■ **Исходные данные**
════════════════
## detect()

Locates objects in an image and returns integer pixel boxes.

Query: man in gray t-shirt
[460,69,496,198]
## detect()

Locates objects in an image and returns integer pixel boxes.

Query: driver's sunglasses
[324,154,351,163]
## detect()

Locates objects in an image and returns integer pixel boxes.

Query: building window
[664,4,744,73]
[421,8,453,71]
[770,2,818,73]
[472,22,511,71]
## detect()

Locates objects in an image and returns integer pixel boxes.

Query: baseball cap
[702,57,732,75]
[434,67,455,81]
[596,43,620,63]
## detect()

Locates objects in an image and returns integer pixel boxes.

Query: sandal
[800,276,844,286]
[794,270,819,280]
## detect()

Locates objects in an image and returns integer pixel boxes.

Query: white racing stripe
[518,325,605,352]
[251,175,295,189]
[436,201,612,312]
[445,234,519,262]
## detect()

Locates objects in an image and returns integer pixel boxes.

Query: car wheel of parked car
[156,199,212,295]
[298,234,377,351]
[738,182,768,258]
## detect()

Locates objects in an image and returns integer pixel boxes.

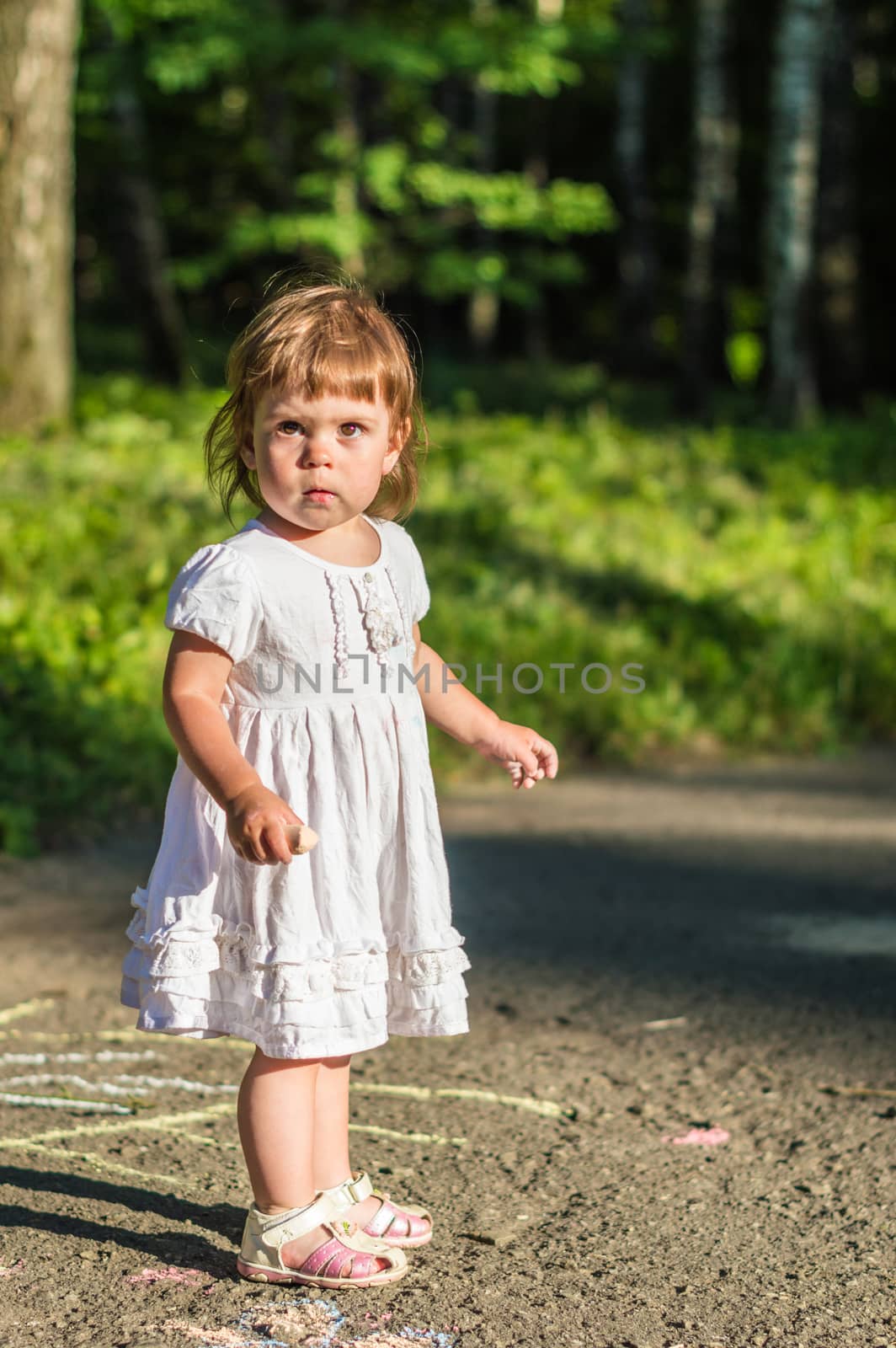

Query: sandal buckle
[342,1178,361,1202]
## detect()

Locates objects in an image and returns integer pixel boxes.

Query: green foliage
[0,366,896,854]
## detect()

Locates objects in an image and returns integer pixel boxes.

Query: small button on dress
[121,515,470,1058]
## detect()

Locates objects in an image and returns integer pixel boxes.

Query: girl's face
[240,388,411,537]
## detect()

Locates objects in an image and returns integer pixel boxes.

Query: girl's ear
[389,416,413,450]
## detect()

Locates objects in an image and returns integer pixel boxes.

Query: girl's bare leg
[312,1054,380,1227]
[237,1047,387,1276]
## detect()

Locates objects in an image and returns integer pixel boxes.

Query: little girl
[121,283,557,1289]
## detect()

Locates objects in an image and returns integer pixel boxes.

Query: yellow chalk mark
[0,998,56,1024]
[350,1081,571,1119]
[433,1089,570,1119]
[176,1128,240,1151]
[349,1123,467,1147]
[9,1141,190,1188]
[0,1100,233,1150]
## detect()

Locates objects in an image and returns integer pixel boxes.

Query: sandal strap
[253,1193,339,1249]
[321,1170,373,1208]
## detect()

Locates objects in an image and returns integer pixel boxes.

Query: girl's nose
[301,436,333,463]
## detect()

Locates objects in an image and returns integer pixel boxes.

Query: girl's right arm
[162,629,305,865]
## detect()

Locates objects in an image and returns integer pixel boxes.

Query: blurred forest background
[0,0,896,852]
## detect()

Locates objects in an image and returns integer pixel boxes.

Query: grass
[0,366,896,854]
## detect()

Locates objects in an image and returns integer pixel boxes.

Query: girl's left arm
[413,623,557,789]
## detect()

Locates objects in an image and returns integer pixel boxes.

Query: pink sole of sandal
[361,1227,433,1249]
[236,1259,409,1290]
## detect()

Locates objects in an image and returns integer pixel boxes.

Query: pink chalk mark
[125,1265,209,1287]
[662,1128,730,1147]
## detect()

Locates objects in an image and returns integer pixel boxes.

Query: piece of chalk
[285,824,318,856]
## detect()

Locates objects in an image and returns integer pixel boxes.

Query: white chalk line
[0,1049,159,1067]
[0,1030,575,1119]
[0,1090,133,1115]
[0,1072,240,1096]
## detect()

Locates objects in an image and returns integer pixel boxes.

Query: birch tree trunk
[616,0,658,375]
[679,0,736,413]
[523,0,564,364]
[765,0,830,423]
[0,0,78,431]
[817,0,864,409]
[328,0,366,281]
[467,0,501,356]
[109,38,187,384]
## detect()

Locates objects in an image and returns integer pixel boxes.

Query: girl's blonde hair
[204,278,429,523]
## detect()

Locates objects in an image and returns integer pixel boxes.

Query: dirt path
[0,752,896,1348]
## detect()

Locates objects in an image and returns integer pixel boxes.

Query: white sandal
[321,1170,433,1249]
[236,1193,409,1287]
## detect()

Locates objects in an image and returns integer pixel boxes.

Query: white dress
[121,515,470,1058]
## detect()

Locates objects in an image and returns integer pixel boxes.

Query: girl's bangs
[248,326,400,407]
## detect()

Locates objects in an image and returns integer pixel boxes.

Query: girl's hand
[476,721,557,790]
[227,786,313,865]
════════════════
Перепишите без единого изменения данные с самого начала до строки с «[324,154,351,163]» включительно.

■ **Решение упражнения**
## detect()

Locates objects in an image and returns integer pixel boxes.

Query: man in gray t-shirt
[460,69,496,198]
## detect()

Locates objects in an image and returns integer pixel boxes.

Query: driver's sunglasses
[324,154,351,163]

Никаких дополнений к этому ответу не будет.